Reproduce the entire listing below verbatim, leaving out the picture.

→ The data
* * *

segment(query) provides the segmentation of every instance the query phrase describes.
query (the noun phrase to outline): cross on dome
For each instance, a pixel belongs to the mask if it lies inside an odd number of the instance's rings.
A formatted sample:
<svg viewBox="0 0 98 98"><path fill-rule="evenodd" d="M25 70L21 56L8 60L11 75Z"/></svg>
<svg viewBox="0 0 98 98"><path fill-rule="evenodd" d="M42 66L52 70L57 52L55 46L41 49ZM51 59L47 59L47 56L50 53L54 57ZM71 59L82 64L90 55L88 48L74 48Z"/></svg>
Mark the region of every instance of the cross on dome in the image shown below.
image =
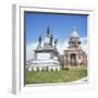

* * *

→ Solution for this exercise
segment(query) provides the segmentation of every instance the query phrase describes.
query (the noun phrase to outline): cross on dome
For each instance, a pixel belongs to the mask if it lies inside an odd number of the instance's rings.
A formatted sample:
<svg viewBox="0 0 98 98"><path fill-rule="evenodd" d="M25 70L21 56L8 60L11 75Z"/></svg>
<svg viewBox="0 0 98 98"><path fill-rule="evenodd" d="M42 66L52 70L57 52L55 46L41 49ZM51 59L47 59L47 56L50 53L54 57ZM71 59L82 64L90 55L88 48L74 48Z"/></svg>
Mark the region of every instance of the cross on dome in the image shown below.
image =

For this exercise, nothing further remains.